- [Exercise directions]:
Take the line that contains "mark the tree line -- a dot per instance" and all lines after it, up to and including the last line of the data, and write them out exactly; nothing else belongs in the answer.

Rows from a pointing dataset
——————————
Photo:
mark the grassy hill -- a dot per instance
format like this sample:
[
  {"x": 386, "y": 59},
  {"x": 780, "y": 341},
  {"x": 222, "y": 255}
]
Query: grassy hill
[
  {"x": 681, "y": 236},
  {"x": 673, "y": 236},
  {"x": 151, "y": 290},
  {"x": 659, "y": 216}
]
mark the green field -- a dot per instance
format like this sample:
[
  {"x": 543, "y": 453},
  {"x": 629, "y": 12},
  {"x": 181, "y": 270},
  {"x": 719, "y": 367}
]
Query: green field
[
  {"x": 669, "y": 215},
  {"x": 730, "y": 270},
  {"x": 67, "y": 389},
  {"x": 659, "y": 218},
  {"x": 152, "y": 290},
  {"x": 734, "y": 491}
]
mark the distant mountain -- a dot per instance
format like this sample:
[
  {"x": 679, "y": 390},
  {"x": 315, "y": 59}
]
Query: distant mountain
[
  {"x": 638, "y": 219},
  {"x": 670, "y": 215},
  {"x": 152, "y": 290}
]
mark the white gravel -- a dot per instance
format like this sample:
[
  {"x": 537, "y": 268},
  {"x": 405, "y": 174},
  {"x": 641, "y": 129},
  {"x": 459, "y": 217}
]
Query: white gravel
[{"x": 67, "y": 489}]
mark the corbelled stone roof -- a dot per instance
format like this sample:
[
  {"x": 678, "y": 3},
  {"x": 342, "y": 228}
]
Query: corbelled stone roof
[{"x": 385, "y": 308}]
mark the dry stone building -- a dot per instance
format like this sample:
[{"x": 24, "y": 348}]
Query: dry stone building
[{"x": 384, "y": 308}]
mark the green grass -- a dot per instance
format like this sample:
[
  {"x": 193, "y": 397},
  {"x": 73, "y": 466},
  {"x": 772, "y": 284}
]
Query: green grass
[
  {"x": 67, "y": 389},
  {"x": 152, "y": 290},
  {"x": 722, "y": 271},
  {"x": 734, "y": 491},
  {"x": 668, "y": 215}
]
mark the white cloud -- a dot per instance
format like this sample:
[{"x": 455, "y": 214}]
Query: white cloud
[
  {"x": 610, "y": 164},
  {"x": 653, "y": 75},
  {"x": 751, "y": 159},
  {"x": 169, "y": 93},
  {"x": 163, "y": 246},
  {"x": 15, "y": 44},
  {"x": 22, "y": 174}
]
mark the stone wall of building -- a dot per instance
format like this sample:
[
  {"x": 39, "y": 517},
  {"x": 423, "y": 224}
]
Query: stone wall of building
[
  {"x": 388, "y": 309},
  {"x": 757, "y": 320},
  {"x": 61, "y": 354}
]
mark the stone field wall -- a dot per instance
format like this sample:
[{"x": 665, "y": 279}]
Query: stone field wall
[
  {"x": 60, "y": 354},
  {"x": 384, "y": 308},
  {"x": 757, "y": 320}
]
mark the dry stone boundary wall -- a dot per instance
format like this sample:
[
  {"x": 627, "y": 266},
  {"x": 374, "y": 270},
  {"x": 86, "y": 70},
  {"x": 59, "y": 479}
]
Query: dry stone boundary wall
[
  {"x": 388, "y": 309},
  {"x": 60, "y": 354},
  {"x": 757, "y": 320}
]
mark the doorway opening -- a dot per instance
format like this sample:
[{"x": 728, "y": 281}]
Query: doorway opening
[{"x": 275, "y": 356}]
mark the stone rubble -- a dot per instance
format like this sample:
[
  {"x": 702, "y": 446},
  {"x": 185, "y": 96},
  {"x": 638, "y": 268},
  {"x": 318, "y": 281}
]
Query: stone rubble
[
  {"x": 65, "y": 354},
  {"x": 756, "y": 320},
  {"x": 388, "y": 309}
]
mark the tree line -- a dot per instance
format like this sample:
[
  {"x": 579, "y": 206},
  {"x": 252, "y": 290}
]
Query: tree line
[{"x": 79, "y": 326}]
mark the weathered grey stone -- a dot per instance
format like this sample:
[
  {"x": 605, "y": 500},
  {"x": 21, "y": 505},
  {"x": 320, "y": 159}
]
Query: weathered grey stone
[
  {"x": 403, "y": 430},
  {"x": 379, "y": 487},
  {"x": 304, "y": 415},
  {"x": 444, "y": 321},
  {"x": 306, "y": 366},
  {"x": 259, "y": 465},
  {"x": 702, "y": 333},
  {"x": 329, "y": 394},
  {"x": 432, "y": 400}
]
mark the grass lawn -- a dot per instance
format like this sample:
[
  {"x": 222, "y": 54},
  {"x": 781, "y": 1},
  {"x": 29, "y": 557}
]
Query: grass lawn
——————————
- [Reply]:
mark the tree line -- a dot per instance
format like this sample:
[
  {"x": 579, "y": 206},
  {"x": 252, "y": 290}
]
Query: tree line
[{"x": 79, "y": 326}]
mark the weathered grey stone -- a dot per instance
format like this sample:
[
  {"x": 605, "y": 500},
  {"x": 21, "y": 505},
  {"x": 320, "y": 159}
]
Query: weathered grey stone
[
  {"x": 403, "y": 430},
  {"x": 379, "y": 487},
  {"x": 304, "y": 415},
  {"x": 444, "y": 321},
  {"x": 306, "y": 366},
  {"x": 259, "y": 465},
  {"x": 702, "y": 333},
  {"x": 329, "y": 394},
  {"x": 432, "y": 400}
]
mark the grass lawn -- a dot per instance
format like this sample:
[
  {"x": 222, "y": 54},
  {"x": 781, "y": 1},
  {"x": 29, "y": 557}
]
Query: grass lawn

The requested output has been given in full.